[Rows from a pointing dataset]
* * *
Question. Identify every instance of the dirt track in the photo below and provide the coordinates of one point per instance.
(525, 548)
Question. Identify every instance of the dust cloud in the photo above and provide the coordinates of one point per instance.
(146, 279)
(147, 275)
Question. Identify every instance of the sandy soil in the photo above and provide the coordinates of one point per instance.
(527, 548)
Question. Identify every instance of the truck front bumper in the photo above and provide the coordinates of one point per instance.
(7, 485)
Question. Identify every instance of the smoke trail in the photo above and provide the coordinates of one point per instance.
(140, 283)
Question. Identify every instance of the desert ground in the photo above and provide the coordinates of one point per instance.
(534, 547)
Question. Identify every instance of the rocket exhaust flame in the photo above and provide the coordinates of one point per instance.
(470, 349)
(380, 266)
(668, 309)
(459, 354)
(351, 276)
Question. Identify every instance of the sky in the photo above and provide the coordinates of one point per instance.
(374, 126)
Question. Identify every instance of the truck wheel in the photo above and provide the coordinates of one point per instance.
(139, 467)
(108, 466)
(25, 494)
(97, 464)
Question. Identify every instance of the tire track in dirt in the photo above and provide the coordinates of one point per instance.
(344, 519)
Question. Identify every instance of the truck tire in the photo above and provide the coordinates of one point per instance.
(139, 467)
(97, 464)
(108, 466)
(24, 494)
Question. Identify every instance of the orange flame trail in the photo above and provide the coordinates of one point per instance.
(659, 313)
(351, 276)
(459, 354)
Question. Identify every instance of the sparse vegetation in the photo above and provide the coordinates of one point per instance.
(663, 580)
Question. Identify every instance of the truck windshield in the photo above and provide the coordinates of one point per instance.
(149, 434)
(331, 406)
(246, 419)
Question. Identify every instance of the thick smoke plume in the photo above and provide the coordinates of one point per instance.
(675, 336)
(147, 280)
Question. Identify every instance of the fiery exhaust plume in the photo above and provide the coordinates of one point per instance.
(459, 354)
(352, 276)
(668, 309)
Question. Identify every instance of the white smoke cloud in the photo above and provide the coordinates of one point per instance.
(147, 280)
* * *
Written instruction:
All of the entries must be quoted exactly; please include each one.

Solution:
Question. Identify every instance of the dirt track in the photo below and provide the coordinates of one point per instance.
(525, 548)
Question. Identify every instance of the dust cloud in the photo above and provide the coordinates of one point per instance.
(146, 279)
(147, 275)
Question. Identify every instance of the sandy soil in the photo above and provide the coordinates of one point per instance.
(527, 548)
Question. Identify every instance of the truck front bumper in the photo above and provide the coordinates of one point per instance.
(7, 485)
Question. Identify every instance of the smoke trail in the photo above and provide the coordinates of one point per instance.
(140, 283)
Question. Identify every instance of the desert ground in the photo above and provide the coordinates of one point per instance.
(534, 547)
Question. Identify every instance of the rocket exhaust flame in the photo above and provide the coordinates of one point per instance.
(470, 349)
(380, 266)
(668, 309)
(459, 354)
(351, 276)
Question. Identify every instance of the sky in the photo above and provide the coordinates of one point per instance.
(374, 126)
Question. Identify every instance of the truck wheel in the photo above and provide the coordinates of one point per instance.
(139, 467)
(108, 466)
(25, 494)
(97, 464)
Question. Identify every instance of the tire track in dirt in the photo above and provide the coordinates of one point per instance.
(344, 519)
Question. Identify every instance of the truck tire in the photo above and provide the coordinates of one point per instance.
(139, 467)
(97, 464)
(108, 466)
(24, 494)
Question. Identify every instance of the orange flame trail in the photo above and provide the coordinates of one point per instance.
(659, 313)
(351, 276)
(459, 354)
Question. Identify every instance of the sparse vegetation in the photo above and provide the coordinates of one point per instance.
(663, 580)
Question. Identify every instance of the truck windshield in the photo above and provide the coordinates of one point per instance.
(149, 434)
(331, 406)
(246, 419)
Question. Identify every instance of the thick smoke plume in the photo above and provide the coordinates of one point per instance.
(675, 336)
(147, 280)
Question. Identify every instance of the fiery exhaust plume in the photo above and provide the coordinates of one point per instance.
(459, 354)
(352, 276)
(668, 309)
Question. Identify every instance of the white smoke cloud in the photo above and provide the coordinates of one point per instance.
(147, 280)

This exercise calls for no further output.